> **Data rows**:

▼▼▼

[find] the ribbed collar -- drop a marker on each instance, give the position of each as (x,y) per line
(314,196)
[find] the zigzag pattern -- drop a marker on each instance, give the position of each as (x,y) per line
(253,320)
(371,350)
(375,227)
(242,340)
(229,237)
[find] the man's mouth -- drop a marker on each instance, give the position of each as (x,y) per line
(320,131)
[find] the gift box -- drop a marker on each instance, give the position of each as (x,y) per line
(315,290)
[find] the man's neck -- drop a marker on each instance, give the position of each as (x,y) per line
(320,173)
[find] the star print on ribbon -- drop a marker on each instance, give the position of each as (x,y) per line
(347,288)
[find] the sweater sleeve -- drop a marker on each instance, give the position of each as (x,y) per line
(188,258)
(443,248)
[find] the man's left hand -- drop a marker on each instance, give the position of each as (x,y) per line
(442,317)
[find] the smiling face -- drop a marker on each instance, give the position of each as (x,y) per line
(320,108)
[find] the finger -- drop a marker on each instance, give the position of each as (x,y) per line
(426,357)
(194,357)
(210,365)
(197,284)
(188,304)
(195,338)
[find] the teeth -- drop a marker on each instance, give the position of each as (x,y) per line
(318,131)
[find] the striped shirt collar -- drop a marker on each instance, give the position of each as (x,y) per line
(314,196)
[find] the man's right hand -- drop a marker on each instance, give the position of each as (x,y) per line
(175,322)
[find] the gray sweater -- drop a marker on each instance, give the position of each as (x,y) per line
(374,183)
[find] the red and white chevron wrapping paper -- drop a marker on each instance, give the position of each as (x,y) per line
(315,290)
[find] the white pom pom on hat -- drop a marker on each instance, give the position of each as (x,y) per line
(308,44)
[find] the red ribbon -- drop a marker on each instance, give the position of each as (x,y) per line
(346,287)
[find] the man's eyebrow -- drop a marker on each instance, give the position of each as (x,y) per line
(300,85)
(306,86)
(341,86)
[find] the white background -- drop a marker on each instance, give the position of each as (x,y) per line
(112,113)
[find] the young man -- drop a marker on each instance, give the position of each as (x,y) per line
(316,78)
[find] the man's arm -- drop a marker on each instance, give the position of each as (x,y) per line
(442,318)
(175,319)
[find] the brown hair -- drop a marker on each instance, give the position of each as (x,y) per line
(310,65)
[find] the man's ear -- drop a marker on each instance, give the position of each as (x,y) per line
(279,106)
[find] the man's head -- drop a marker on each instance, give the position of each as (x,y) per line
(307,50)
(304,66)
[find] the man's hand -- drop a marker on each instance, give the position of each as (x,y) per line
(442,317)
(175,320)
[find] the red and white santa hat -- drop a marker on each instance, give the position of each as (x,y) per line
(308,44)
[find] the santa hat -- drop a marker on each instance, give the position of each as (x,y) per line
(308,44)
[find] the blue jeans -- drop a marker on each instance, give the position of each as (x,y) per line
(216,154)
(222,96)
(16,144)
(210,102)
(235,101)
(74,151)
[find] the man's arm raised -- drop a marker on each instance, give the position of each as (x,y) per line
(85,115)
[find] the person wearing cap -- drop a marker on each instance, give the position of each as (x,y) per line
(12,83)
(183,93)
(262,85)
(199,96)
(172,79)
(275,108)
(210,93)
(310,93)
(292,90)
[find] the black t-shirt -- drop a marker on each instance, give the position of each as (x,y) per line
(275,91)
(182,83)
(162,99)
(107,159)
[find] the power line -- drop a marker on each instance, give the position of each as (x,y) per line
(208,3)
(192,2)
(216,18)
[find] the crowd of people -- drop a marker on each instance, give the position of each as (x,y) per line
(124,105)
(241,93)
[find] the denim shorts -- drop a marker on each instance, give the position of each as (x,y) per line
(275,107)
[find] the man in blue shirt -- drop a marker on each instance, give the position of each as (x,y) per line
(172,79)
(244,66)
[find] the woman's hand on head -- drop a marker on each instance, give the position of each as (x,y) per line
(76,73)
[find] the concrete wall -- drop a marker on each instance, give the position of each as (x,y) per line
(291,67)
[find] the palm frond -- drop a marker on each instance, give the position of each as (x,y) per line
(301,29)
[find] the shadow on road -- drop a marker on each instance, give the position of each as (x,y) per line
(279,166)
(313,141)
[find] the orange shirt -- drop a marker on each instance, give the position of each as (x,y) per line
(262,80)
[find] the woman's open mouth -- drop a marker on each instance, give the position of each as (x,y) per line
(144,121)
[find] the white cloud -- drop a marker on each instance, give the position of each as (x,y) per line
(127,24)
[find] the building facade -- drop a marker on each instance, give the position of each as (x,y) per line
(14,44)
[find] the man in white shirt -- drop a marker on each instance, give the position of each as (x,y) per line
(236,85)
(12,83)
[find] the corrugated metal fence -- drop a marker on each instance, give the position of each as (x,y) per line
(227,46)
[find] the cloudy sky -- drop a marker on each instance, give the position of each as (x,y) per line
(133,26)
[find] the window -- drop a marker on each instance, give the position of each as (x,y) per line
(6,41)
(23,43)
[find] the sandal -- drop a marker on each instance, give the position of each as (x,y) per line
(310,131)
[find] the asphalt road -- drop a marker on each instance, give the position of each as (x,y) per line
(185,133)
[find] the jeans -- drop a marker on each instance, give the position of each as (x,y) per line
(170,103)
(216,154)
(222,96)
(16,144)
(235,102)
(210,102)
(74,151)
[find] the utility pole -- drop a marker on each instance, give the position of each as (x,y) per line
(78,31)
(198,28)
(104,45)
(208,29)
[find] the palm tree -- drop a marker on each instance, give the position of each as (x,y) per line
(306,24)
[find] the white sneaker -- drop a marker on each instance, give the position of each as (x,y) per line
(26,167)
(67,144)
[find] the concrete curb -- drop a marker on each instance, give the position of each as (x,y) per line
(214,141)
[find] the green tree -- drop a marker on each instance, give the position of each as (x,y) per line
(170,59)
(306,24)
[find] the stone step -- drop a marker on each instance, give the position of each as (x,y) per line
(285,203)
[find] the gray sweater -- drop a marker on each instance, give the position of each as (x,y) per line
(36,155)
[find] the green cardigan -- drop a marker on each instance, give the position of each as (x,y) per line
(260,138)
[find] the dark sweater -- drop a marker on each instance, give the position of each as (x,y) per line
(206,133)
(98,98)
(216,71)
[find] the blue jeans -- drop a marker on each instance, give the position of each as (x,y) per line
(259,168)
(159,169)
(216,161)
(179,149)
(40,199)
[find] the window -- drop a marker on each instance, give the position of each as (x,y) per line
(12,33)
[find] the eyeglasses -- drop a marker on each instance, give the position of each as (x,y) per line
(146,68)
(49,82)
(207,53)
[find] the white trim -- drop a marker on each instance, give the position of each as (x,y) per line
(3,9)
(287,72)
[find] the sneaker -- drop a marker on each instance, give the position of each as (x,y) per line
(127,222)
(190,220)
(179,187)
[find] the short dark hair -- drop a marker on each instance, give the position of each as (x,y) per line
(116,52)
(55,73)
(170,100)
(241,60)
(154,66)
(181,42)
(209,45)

▲▲▲

> **Work to complete**: Reproduce the full listing above, word for word and line for line, with nothing added or dropped.

> **Solution to this task**:
[find] the ribbed collar -- drop a marker on each instance, give the position of each as (x,y) per line
(314,196)
[find] the zigzag pattern -- drop a marker on each instance, give the position of each as (x,y) per line
(253,320)
(371,350)
(375,227)
(242,340)
(229,237)
[find] the man's mouth -- drop a marker on each instance, give the position of each as (x,y) per line
(320,131)
[find] the gift box -- drop a marker on each instance, give the position of each as (x,y) per line
(315,290)
[find] the man's neck -- drop a marker on each instance, give the position of each as (x,y) per line
(320,173)
[find] the star print on ribbon -- drop a marker on each instance, give the position of each as (x,y) per line
(347,288)
[find] the sweater sleeve -- drop a marker on each instance, give the position of each as (x,y) per line
(188,258)
(443,248)
[find] the man's left hand -- drop a marker on each instance, give the position of each as (x,y) per line
(442,317)
[find] the smiling face -- drop a marker on each instance, give the position of each as (x,y) per line
(320,108)
[find] the finger -- drop a marker on each instance, give the position of each as (x,y) per line
(426,357)
(194,357)
(210,365)
(197,284)
(188,304)
(195,338)
[find] the teeth -- drop a marker on each instance, give the position of each as (x,y) per line
(318,131)
[find] the striped shirt collar -- drop a marker on each instance, give the position of each as (x,y) per line
(314,196)
[find] the man's right hand -- drop a marker on each instance, give the position of each as (x,y) per line
(175,322)
[find] the gray sweater -- drop a marker on each instance, give the position of each as (x,y) per line
(374,183)
[find] the red and white chevron wrapping paper -- drop a marker on each instance, give the position of each as (x,y) per line
(315,290)
[find] the white pom pom on hat -- drop a marker on each instance, give the position of each as (x,y) per line
(308,44)
[find] the red ribbon -- drop a marker on each instance, give the position of each as (x,y) per line
(346,287)
[find] the man's eyebrow -- drop a marker on each instance, give the position of each as (x,y) per line
(300,85)
(306,86)
(341,86)
[find] the white background -- drop a marker on each instance, give the position of each as (x,y) per line
(112,113)
[find] the young man -- drop a marker on each instance, give the position of each as (x,y) per line
(316,78)
[find] the man's arm -- drop a marker on each instance, give the position of each as (x,y) per line
(442,318)
(175,319)
[find] the brown hair -- drop a marker on each instance, give the position of each as (x,y) per line
(310,65)
[find] the man's ear -- drop a marker on each instance, give the position of each as (x,y) per line
(279,106)
[find] the man's head -- drop a marker on each instance, give the position of each as (x,y) per line
(307,50)
(304,66)
[find] the man's hand -- drop a marker on each instance, give the position of each as (x,y) per line
(442,317)
(175,320)
[find] the red and white santa hat -- drop a marker on each instance, give the position of each as (x,y) per line
(308,44)
[find] the santa hat -- drop a marker on each instance, give the position of each as (x,y) per line
(308,44)
[find] the blue jeans -- drop a marker on each instance, give the position of each as (x,y) per line
(216,154)
(222,96)
(16,144)
(210,102)
(235,101)
(74,151)
[find] the man's arm raised -- drop a marker on each instance, give the position of each as (x,y) per line
(85,115)
[find] the person wearing cap -- drop a marker on each instance, give the position of each as (x,y) per line
(12,83)
(183,93)
(262,85)
(199,96)
(172,79)
(275,108)
(210,93)
(310,93)
(292,90)
[find] the black t-shirt -- drop a marker on each instance, give the position of each as (x,y) per line
(275,91)
(182,83)
(162,99)
(107,159)
[find] the power line -- drop a marker on each instance, give the position of each as (x,y) per line
(208,3)
(192,2)
(216,18)
[find] the crowd of people -- drop a marker on each instance, give the position of each as (x,y) per line
(124,105)
(241,93)
[find] the denim shorts -- drop a marker on each instance, give the position of each as (x,y) per line
(275,107)
[find] the man in blue shirt -- drop a marker on each instance, give the position of each as (x,y) per line
(172,79)
(244,66)
[find] the woman's hand on head -- drop a marker on each instance, give the position of each as (x,y) per line
(76,73)
[find] the concrete wall -- drop a marker on each instance, give the position of each as (x,y) per line
(291,67)
[find] the palm frond -- drop a marker on each instance, give the position of each as (x,y) per line
(301,29)
[find] the shadow on road -- drop a marker on each instance, give the position of each as (x,y) per line
(279,166)
(313,141)
[find] the orange shirt -- drop a marker on each instance, give the position of each as (x,y) per line
(262,80)
[find] the woman's open mouth -- drop a marker on each instance, give the position of each as (x,y) per line
(144,121)
[find] the white cloud -- drop a marker on each instance, give the position of each as (x,y) per line
(127,24)
[find] the building facade -- drop a marker on each instance, give the position of each as (x,y) per line
(14,44)
[find] the man in white shirt -- drop a marker on each instance, give the position of each as (x,y) per line
(236,85)
(12,83)
[find] the corrugated metal fence -- drop a marker on each instance, give the position of each as (x,y) per line
(227,46)
[find] the cloudy sky -- drop a marker on each instance, give the position of each as (x,y) per line
(133,26)
[find] the window -- drop a marker on each instance, give the position of each as (x,y) per line
(6,41)
(23,43)
[find] the sandal -- drop a marker on each instance, give the position of each as (x,y) per line
(310,131)
[find] the asphalt road -- drop a marker on each instance, give the position of each as (x,y) per line
(185,133)
[find] the jeans -- drop a marker on each instance, give the position of each as (x,y) per line
(170,103)
(216,154)
(222,96)
(16,144)
(235,102)
(210,102)
(74,151)
[find] the utility pole -- drop a marker on each instance, give the position of each as (x,y) per line
(78,31)
(198,28)
(104,45)
(208,29)
[find] the palm tree -- drop a marker on each instance, give the position of each as (x,y) per line
(306,24)
[find] the white sneaker -- drop a marker on each instance, give the position of each as (x,y) per line
(26,167)
(67,144)
[find] the concrete curb -- drop a marker on each instance, give the position of each as (x,y) per line
(214,141)
[find] the green tree -- drop a marker on each instance, give the position of each as (x,y) per line
(170,59)
(306,24)
[find] the stone step -- drop a marker on each instance, give the position of each as (x,y) per line
(285,203)
[find] the gray sweater -- drop a marker on each instance, give the position of each as (x,y) per line
(36,155)
[find] the green cardigan -- drop a marker on each instance, give the position of each as (x,y) per line
(260,138)
[find] the dark sweater -- drop a marker on each instance, give the position of each as (x,y) per line
(206,133)
(98,98)
(216,71)
[find] the blue jeans -- drop a marker on each instance, give the position of each as (x,y) per line
(259,168)
(159,169)
(216,161)
(179,149)
(40,199)
[find] the window -- drop a marker on each instance, give the position of each as (x,y) per line
(12,33)
[find] the eyeglasses -- drop a marker on each instance, give the position of each as (x,y) per line
(146,68)
(49,82)
(207,53)
[find] the white trim -- drop a marker on each instance, give the position of each as (x,y) per line
(3,9)
(287,72)
[find] the sneaker -- drop a marker on each instance, give the position of each as (x,y) per line
(127,222)
(190,220)
(179,187)
[find] the short dark hair -- drop a marker on each instance, give the position of each as (x,y) per line
(116,52)
(55,73)
(170,100)
(241,60)
(154,66)
(181,42)
(209,45)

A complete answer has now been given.